# Start of Extracted information
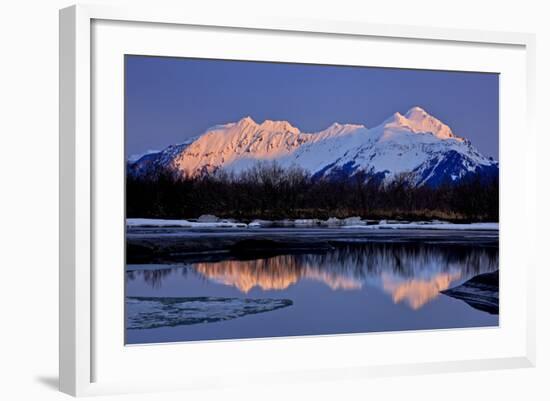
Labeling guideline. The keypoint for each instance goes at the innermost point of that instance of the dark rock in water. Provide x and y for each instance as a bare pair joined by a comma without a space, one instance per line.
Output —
261,246
155,312
480,292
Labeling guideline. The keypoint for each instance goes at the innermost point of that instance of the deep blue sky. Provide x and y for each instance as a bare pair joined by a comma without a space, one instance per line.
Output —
170,99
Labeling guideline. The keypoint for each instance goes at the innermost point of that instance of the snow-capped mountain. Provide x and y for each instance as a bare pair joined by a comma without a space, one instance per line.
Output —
415,144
# End of Extracted information
## Requirements:
Please retype the listing above word for word, starting at the line that contains "of the snow-capped" and ending with its final line.

## Task output:
Labeling guideline. The keypoint for each instance goes at the innermost point of that instance of the snow-capped mountain. Provide x and y for each instance as a bare pair joined by a comma without a space, one instance per line.
Output —
415,144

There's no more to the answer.